▸ **Excerpt provided**
== Segment start ==

The nuclear factor κ light-chain-enhancer of activated B cells (NF-κB) is an important regulator of immunity that actively participates in the progression of IBD. Once activated, NF-κB induces the expression of genes involved in inflammation and immunity, such as proinflammatory cytokines (TNF-α, IL-1β, IL-6, IL-12), adhesion molecules, and enzymes such as inducible NO synthase and cyclo-oxygenase-2 (COX-2)( Reference Danese, Sans and Fiocchi 58 ). The induction of cytokine expression by NF-κB is responsible for the stimulation, activation and differentiation of lamina propria immune cells, resulting in persistent mucosal inflammation. For example, TNF-α acts as a positive feedback signal that enhances the production of reactive oxygen and nitrogen species, and NF-κB activation( Reference Schottelius and Dinter 59 ). The uncontrolled production of reactive species in the mucosa appears to play a significant role in IBD disease pathogenesis and is responsible for the onset of IBD-related symptoms, including diarrhoea, toxic megacolon and abdominal pain( Reference Kovacic and Somanathan 60 ).

Another factor that has been shown to affect the pathology of IBD is the IL-23/T helper 17 cells (Th17) pathway. This pathway contributes to immune responses that regulate intestinal inflammation in both animal models of colitis and human patients with IBD( Reference Abraham and Cho 61 ). Importantly, experimental evidence has confirmed the involvement of the IL-12/IL-23 pathway in the pathogenesis of IBD( Reference McGovern and Powrie 62 , Reference Danesi, Philpott and Huebner 63 ).

== Segment end ==

▸ **Dataset entries**
== Segment start ==

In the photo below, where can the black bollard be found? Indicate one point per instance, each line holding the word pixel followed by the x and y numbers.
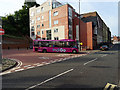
pixel 18 48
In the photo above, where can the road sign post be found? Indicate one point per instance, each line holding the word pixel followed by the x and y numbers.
pixel 1 33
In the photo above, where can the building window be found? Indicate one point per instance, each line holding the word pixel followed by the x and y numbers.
pixel 38 18
pixel 38 26
pixel 42 25
pixel 38 11
pixel 75 15
pixel 42 32
pixel 42 8
pixel 32 29
pixel 42 17
pixel 56 38
pixel 38 33
pixel 55 13
pixel 55 30
pixel 56 22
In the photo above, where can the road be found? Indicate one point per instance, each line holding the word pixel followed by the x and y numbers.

== Segment end ==

Please copy the excerpt on NF-κB and IBD in full, word for word. These records have no connection to the excerpt on NF-κB and IBD.

▸ **Exercise response**
The nuclear factor κ light-chain-enhancer of activated B cells (NF-κB) is an important regulator of immunity that actively participates in the progression of IBD. Once activated, NF-κB induces the expression of genes involved in inflammation and immunity, such as proinflammatory cytokines (TNF-α, IL-1β, IL-6, IL-12), adhesion molecules, and enzymes such as inducible NO synthase and cyclo-oxygenase-2 (COX-2)( Reference Danese, Sans and Fiocchi 58 ). The induction of cytokine expression by NF-κB is responsible for the stimulation, activation and differentiation of lamina propria immune cells, resulting in persistent mucosal inflammation. For example, TNF-α acts as a positive feedback signal that enhances the production of reactive oxygen and nitrogen species, and NF-κB activation( Reference Schottelius and Dinter 59 ). The uncontrolled production of reactive species in the mucosa appears to play a significant role in IBD disease pathogenesis and is responsible for the onset of IBD-related symptoms, including diarrhoea, toxic megacolon and abdominal pain( Reference Kovacic and Somanathan 60 ).

Another factor that has been shown to affect the pathology of IBD is the IL-23/T helper 17 cells (Th17) pathway. This pathway contributes to immune responses that regulate intestinal inflammation in both animal models of colitis and human patients with IBD( Reference Abraham and Cho 61 ). Importantly, experimental evidence has confirmed the involvement of the IL-12/IL-23 pathway in the pathogenesis of IBD( Reference McGovern and Powrie 62 , Reference Danesi, Philpott and Huebner 63 ).